_LO QUE HARÁS_
1: Renombra "Morfeo" como "Hipnos" y copia el fragmento del texto sobre Anne Carson que va entre "La poesía de" y "de sí mismo.", ambos incluidos.
2: Responde estas preguntas según el texto sobre Anne Carson:
(a) ¿En qué ciudad y en qué año nació Anne Carson?
(b) ¿Qué premio obtuvo Carson un par de días antes de la publicación del texto?
(c) ¿Quién escribió el poema El hombre polilla?
3: Continúa el texto sobre Anne Carson a partir de su última oración.

_TEXTO PROPORCIONADO_
________________________________________
Juan Carlos Talavera

Juan Carlos Talavera

Vórtice

La poesía de Anne Carson (Toronto, 1950) es un faro marítimo de esperanza en esta curva de la pandemia y del insomnio. Sus versos, como cadenas de sueños, sumergen a cualquier lector en la eternidad que Jorge Luis Borges sugirió en algunas de sus ficciones. Sus exploraciones están a medio camino entre mito, realidad y vigilia, revelándola como la musa que escucha a Homero y que acompaña a Caronte en sus travesías de hielo y fuego; es el fantasma de Morfeo que invita a disolver el ser y las palabras, pero no como sucede con las instituciones culturales de México, sino como ese rompecabezas líquido que busca la relectura de sí mismo.

La propia poeta y ensayista, que hace un par de días obtuvo el Premio Princesa de Asturias de las Letras 2020, describe en Decreación parte de su búsqueda: “Quiero hacer un elogio al sueño. No como practicante –admito que nunca he sido lo que se dice ‘buena para dormir’, quizá podríamos regresar a ese extraño concepto–, sino como lectora”, mientras repasa las visiones de Aristóteles (entre lo divino y lo humano), Kant, Keats, “quien atribuye al dormir un efecto embalsamador” y donde Carson revela dos interpretaciones: “que el dormir alivia y perfuma nuestras noches; (y) que el dormir puede soterrar la hediondez de la muerte innata en nosotros”; hasta llegar al tercer verso de The
Man-Moth
(El hombre polilla), de Elizabeth Bishop, para exponer la fragilidad de la naturaleza humana que intenta escapar de la realidad cada que contempla la luna:

“Al escalar las fachadas, / arrastrando su sombra como paño negro de fotógrafo, / trepa temeroso, pensando que esta vez logrará / meter su pequeña cabeza a través del libre hueco abierto / hasta atravesarlo, como un tubo, en oscuras volutas hacia la luz. / (El hombre, que permanece abajo, no tiene tales ilusiones). / Pero el Hombre Polilla debe hacer lo que más teme, aunque / fracase, por supuesto, y caiga asustado, totalmente ileso.”

Así nos recuerda la autora de La belleza del marido y Eros. Poética del deseo, como una especie de polilla que lanza una estela de polvo gris a su paso, como los herederos de Ícaro que no aprendieron la lección, mientras observamos con nostalgia el
posible escape en las alturas o en la luz de otros planetas. Somos frágiles lepidópteros que se ocupan de su metamorfosis y le temen al covid-19, mientras Carson nos dedica su Oda al sueño y recrea el zurcido del insomnio invisible: “Piensa en tu vida sin el dormir. / Sin la losa del tiempo proscrito puntuando cada almohada, sin almohadas”.
________________________________________
_LISTA DE ENTRADAS_
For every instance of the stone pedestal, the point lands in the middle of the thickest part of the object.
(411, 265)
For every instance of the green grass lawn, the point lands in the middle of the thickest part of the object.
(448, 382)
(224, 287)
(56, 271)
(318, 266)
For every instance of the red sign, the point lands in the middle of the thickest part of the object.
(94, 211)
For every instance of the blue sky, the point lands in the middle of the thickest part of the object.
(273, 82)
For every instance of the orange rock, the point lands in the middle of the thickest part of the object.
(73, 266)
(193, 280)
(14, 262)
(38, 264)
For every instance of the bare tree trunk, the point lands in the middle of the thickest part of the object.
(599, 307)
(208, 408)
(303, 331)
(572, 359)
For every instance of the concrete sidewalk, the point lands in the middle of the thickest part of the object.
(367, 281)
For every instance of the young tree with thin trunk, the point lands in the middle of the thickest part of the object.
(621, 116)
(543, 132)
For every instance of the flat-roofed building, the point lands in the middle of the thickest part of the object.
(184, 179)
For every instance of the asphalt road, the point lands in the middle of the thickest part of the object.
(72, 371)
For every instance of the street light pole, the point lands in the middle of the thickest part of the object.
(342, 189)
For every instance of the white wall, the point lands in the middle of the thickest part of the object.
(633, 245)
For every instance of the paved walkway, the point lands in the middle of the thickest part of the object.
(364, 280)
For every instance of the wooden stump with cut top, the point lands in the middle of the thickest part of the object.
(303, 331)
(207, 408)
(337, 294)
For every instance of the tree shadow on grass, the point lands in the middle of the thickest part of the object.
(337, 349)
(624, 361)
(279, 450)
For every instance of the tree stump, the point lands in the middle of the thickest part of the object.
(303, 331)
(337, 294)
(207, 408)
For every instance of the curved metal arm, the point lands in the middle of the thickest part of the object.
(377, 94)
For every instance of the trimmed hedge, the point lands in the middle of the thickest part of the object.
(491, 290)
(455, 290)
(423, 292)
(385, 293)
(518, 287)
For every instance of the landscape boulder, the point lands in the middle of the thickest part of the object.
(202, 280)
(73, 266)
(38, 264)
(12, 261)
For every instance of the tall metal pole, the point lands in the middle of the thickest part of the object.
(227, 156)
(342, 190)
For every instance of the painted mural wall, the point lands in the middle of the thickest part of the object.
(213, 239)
________________________________________
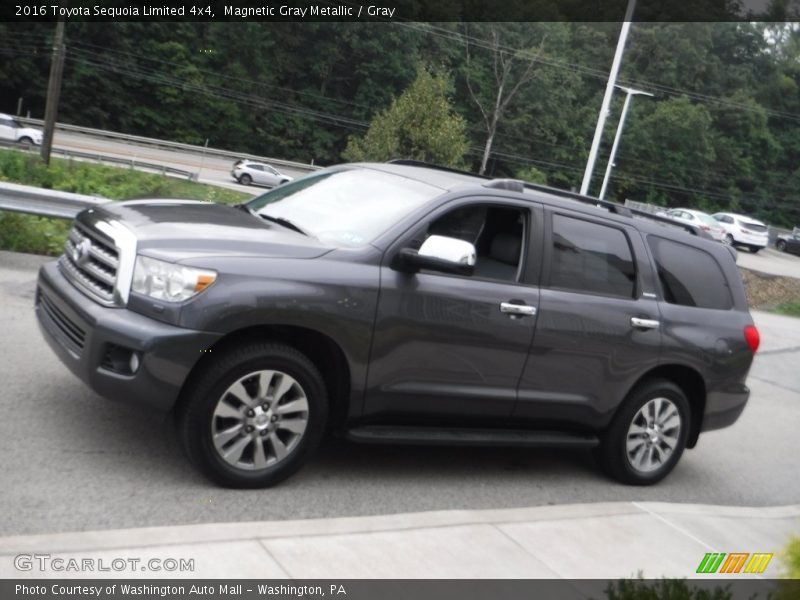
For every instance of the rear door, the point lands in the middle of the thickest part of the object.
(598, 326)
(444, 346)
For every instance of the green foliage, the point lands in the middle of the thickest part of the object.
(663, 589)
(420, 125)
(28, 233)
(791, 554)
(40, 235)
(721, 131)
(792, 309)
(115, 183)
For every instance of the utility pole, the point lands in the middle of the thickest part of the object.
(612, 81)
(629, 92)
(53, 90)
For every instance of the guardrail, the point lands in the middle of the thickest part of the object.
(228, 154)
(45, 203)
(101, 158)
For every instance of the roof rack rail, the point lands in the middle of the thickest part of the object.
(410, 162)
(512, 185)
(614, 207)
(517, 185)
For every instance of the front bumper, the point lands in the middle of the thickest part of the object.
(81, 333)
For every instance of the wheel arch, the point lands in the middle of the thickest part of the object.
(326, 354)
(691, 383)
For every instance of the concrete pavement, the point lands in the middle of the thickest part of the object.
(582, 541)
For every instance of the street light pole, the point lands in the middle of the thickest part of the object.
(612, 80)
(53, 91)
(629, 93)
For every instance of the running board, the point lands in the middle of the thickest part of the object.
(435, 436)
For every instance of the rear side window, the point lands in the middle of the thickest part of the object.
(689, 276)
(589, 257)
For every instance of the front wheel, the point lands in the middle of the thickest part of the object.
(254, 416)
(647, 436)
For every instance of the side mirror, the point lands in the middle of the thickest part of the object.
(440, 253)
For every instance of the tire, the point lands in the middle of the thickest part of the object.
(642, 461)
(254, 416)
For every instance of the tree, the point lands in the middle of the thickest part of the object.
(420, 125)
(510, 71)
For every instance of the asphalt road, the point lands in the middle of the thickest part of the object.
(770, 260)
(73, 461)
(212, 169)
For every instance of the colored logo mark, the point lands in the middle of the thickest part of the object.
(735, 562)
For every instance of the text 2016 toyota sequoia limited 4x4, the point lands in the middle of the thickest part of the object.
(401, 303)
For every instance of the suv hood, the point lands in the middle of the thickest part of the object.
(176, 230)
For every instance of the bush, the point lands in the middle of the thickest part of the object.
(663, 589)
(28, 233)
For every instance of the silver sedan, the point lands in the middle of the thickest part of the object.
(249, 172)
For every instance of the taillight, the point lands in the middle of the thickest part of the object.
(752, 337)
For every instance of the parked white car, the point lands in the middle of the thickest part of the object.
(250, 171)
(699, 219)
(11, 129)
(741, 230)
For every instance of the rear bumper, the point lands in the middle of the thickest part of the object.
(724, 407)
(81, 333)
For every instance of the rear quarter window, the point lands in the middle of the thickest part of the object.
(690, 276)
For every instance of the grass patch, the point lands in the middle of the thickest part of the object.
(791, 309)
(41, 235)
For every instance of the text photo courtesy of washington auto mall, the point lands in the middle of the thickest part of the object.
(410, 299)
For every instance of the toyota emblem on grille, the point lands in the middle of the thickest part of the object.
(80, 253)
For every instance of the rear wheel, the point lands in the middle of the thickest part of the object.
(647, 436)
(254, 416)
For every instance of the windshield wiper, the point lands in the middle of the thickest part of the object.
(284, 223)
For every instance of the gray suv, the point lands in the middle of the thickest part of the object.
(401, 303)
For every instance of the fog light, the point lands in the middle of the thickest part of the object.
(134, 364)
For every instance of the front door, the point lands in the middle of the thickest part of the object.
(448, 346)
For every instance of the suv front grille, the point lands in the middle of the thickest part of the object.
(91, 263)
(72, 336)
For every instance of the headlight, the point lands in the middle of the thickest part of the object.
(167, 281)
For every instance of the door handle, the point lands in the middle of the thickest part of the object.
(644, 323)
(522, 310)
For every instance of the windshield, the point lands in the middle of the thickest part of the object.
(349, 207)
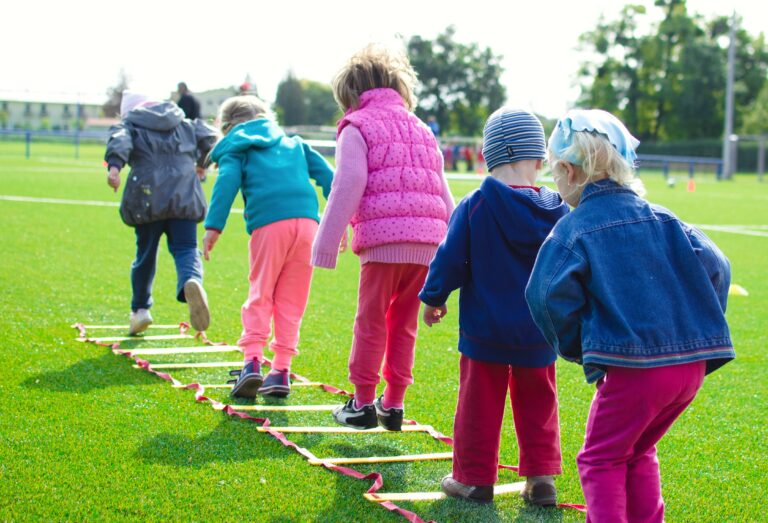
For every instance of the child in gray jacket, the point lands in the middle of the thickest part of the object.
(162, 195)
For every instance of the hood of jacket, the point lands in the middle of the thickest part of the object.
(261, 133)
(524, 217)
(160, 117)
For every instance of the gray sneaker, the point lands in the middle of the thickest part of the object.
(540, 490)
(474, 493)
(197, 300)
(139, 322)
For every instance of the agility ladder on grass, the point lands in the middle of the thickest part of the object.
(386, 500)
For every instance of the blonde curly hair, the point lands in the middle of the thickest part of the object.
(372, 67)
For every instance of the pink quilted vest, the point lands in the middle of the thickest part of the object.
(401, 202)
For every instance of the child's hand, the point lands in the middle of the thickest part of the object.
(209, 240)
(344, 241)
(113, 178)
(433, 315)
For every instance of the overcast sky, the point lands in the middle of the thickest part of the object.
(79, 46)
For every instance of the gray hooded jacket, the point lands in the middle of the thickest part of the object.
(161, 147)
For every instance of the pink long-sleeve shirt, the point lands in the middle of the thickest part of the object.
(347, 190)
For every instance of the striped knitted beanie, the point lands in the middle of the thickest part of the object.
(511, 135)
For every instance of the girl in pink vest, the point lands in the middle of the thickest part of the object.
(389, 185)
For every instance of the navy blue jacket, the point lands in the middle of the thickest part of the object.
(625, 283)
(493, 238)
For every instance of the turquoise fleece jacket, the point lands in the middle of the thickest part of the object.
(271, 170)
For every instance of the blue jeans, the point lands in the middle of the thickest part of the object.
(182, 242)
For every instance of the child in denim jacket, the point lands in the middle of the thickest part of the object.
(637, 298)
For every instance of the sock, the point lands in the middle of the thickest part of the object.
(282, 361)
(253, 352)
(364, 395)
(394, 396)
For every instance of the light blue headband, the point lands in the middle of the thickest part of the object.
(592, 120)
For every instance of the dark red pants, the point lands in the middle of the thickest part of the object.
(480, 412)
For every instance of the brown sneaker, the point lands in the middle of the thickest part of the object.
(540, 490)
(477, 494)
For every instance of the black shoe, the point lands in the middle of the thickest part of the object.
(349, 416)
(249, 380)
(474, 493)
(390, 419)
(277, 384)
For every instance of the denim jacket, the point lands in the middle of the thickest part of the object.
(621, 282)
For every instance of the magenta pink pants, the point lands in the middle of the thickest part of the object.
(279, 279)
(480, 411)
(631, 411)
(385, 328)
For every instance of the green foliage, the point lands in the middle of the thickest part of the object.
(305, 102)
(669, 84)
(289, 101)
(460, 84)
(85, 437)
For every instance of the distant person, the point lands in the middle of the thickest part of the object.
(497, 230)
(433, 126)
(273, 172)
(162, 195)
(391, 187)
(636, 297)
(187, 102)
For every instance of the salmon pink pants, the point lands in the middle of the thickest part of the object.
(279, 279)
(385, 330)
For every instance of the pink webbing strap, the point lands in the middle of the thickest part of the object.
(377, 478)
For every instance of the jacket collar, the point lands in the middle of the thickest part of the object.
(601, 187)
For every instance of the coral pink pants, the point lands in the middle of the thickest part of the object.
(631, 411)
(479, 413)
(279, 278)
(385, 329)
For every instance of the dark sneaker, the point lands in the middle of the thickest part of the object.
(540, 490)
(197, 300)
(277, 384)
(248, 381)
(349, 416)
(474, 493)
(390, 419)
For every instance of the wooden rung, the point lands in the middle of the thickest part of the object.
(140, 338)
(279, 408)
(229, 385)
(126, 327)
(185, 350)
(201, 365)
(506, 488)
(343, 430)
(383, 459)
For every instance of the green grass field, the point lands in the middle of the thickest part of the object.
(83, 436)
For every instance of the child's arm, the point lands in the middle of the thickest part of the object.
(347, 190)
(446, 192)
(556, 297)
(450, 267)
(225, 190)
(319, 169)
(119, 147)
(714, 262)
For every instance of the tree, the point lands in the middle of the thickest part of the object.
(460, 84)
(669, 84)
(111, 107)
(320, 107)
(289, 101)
________________________________________
_RESPUESTAS_
1:
La poesía de Anne Carson (Toronto, 1950) es un faro marítimo de esperanza en esta curva de la pandemia y del insomnio. Sus versos, como cadenas de sueños, sumergen a cualquier lector en la eternidad que Jorge Luis Borges sugirió en algunas de sus ficciones. Sus exploraciones están a medio camino entre mito, realidad y vigilia, revelándola como la musa que escucha a Homero y que acompaña a Caronte en sus travesías de hielo y fuego; es el fantasma de Hipnos que invita a disolver el ser y las palabras, pero no como sucede con las instituciones culturales de México, sino como ese rompecabezas líquido que busca la relectura de sí mismo.

2:
(a) En Toronto, en 1950.
(b) El Premio Princesa de Asturias de las Letras 2020.
(c) Elizabeth Bishop.

3:
Y también nos obsequia una exploración en torno al dolor y al viaje, al lenguaje y la
traducción en Nox, el canto a la muerte (de su hermano fallecido en 2000) que brota del poema 101 de Catulo, con el que construyó un libro-sarcófago donde se cruzan postales, fotografías y reflexiones como ésta: “Perseguir los significados de una palabra, perseguir la historia de una persona, inútil esperar que llegue un torrente de luz. Las palabras humanas carecen de interruptor principal. Tan sólo son chispazos en la oscuridad. Después, la luminosa, vasta, trémula, precipitada, contumaz y vociferante red que las une se aferra a tu mente al regresar a la página que estabas intentando traducir”.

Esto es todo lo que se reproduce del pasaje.